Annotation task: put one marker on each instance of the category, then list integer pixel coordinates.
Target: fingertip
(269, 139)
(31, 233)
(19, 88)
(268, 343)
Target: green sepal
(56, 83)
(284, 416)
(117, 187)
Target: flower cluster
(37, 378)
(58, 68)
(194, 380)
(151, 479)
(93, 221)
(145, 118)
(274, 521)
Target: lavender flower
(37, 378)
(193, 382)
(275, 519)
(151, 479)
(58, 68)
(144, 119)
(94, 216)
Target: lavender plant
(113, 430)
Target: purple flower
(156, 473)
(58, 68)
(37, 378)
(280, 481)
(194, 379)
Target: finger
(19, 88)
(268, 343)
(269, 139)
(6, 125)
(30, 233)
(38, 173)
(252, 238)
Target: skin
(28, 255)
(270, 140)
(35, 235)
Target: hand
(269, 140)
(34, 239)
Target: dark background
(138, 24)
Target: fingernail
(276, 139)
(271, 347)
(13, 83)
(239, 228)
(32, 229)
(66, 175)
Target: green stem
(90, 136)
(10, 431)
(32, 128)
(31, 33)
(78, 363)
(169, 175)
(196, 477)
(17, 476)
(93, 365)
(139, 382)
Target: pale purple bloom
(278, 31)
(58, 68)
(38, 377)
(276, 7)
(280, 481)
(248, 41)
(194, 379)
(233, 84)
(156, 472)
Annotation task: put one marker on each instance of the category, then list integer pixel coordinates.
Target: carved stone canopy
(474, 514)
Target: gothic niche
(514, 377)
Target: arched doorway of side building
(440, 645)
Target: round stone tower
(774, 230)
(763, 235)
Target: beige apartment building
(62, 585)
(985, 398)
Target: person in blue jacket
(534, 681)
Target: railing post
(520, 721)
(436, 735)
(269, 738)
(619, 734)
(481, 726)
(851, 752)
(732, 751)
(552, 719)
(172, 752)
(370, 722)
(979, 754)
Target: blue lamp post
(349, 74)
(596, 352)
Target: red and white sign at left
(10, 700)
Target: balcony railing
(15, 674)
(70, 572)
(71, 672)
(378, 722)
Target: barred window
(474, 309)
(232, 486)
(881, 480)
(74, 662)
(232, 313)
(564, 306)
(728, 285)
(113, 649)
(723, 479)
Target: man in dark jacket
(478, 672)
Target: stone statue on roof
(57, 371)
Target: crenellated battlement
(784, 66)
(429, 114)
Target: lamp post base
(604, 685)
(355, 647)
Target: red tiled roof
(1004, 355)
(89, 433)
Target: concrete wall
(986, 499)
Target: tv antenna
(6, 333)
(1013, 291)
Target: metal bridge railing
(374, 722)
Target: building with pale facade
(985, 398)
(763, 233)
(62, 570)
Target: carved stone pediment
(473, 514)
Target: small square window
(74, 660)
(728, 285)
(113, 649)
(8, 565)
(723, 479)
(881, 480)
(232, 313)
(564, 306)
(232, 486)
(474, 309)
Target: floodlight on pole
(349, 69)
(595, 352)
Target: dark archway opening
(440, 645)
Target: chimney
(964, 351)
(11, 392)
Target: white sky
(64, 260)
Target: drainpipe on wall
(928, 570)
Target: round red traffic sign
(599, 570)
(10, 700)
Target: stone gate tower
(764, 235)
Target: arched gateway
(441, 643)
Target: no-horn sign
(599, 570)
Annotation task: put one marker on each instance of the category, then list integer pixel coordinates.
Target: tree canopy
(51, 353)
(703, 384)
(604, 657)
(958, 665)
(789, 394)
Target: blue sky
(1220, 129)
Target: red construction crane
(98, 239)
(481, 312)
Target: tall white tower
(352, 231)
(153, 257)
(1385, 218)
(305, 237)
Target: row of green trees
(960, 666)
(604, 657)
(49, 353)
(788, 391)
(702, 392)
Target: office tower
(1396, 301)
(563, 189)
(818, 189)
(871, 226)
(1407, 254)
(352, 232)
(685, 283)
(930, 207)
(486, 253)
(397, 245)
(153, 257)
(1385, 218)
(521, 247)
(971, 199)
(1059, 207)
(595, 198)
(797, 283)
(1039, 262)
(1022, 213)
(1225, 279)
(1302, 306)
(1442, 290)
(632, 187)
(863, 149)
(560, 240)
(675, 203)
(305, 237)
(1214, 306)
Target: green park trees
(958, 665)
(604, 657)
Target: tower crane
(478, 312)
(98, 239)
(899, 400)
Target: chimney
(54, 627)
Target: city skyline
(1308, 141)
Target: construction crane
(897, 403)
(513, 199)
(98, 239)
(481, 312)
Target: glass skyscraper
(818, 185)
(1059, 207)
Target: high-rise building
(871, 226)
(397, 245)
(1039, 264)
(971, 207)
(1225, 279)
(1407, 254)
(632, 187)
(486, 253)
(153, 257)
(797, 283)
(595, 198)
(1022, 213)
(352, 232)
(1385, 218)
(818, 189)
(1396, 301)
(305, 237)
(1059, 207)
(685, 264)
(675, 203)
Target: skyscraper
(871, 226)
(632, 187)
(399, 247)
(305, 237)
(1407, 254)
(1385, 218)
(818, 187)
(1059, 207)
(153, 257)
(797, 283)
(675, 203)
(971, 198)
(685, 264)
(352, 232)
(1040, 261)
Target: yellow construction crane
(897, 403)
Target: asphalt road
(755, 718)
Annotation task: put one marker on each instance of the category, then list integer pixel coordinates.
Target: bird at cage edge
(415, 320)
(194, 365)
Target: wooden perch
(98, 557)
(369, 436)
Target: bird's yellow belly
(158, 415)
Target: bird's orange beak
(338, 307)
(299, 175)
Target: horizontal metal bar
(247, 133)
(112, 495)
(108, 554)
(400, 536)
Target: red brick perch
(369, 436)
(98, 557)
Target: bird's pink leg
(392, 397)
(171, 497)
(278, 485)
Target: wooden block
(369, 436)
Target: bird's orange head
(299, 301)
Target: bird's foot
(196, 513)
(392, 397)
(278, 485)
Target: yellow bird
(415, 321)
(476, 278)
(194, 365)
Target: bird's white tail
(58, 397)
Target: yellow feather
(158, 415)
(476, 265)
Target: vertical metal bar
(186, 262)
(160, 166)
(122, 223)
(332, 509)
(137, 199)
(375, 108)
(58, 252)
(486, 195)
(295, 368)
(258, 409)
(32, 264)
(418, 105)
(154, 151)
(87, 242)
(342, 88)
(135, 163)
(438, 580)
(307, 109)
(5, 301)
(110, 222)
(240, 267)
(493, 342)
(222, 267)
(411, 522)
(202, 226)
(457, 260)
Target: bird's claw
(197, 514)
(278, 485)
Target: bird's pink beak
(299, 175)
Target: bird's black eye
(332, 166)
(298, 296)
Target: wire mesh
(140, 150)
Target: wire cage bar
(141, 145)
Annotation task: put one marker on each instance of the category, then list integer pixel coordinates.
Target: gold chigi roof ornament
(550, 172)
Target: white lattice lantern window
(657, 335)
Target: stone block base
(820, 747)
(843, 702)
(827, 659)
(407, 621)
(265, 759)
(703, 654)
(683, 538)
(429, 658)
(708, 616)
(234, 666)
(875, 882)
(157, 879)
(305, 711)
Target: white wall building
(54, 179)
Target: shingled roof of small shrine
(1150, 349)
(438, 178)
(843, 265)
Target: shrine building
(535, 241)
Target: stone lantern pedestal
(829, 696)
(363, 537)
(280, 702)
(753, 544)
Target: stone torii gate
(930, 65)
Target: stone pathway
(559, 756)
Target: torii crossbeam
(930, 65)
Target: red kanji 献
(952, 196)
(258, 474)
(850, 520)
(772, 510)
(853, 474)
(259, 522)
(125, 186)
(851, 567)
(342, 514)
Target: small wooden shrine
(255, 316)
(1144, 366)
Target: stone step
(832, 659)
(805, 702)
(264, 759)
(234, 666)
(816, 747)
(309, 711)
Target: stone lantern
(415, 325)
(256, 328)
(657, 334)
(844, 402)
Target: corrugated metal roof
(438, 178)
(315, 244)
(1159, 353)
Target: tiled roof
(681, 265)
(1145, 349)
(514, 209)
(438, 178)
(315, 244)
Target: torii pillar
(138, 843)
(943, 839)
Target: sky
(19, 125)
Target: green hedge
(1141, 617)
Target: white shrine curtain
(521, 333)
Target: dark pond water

* What is asked
Copy out again, unchanged, everything in the records above from the line containing "Target: bird's claw" down to the end of the records, both ends included.

* Result of this task
Target: bird's claw
(197, 514)
(278, 485)
Target: bird's pink beak
(299, 175)
Target: bird's black eye
(332, 166)
(298, 296)
Target: wire mesh
(140, 150)
Target: wire cage bar
(141, 145)
Annotation task: put one marker on each instance of the category, then list integer pixel coordinates.
Target: gold chigi roof ornament
(550, 172)
Target: white lattice lantern window
(657, 335)
Target: stone block base
(820, 747)
(843, 702)
(827, 659)
(407, 621)
(265, 759)
(703, 654)
(683, 538)
(429, 658)
(708, 616)
(234, 666)
(875, 882)
(157, 879)
(305, 711)
Target: white wall building
(54, 179)
Target: shingled roof of small shrine
(1150, 349)
(438, 178)
(843, 265)
Target: shrine building
(535, 241)
Target: stone lantern pedestal
(829, 696)
(363, 537)
(280, 702)
(753, 544)
Target: stone torii gate
(930, 65)
Target: stone pathway
(559, 756)
Target: torii crossbeam
(930, 65)
Target: red kanji 献
(952, 196)
(258, 474)
(850, 520)
(772, 510)
(853, 474)
(259, 522)
(125, 186)
(851, 567)
(342, 514)
Target: small wooden shrine
(255, 316)
(1144, 366)
Target: stone step
(832, 659)
(805, 702)
(264, 759)
(234, 666)
(816, 747)
(309, 711)
Target: stone lantern
(415, 325)
(256, 328)
(657, 334)
(844, 402)
Target: corrugated metal roof
(438, 178)
(315, 244)
(1159, 353)
Target: tiled roof
(681, 265)
(1145, 349)
(514, 209)
(438, 178)
(315, 244)
Target: torii pillar
(138, 843)
(943, 839)
Target: sky
(19, 125)
Target: green hedge
(1141, 617)
Target: white shrine curtain
(521, 333)
Target: dark pond water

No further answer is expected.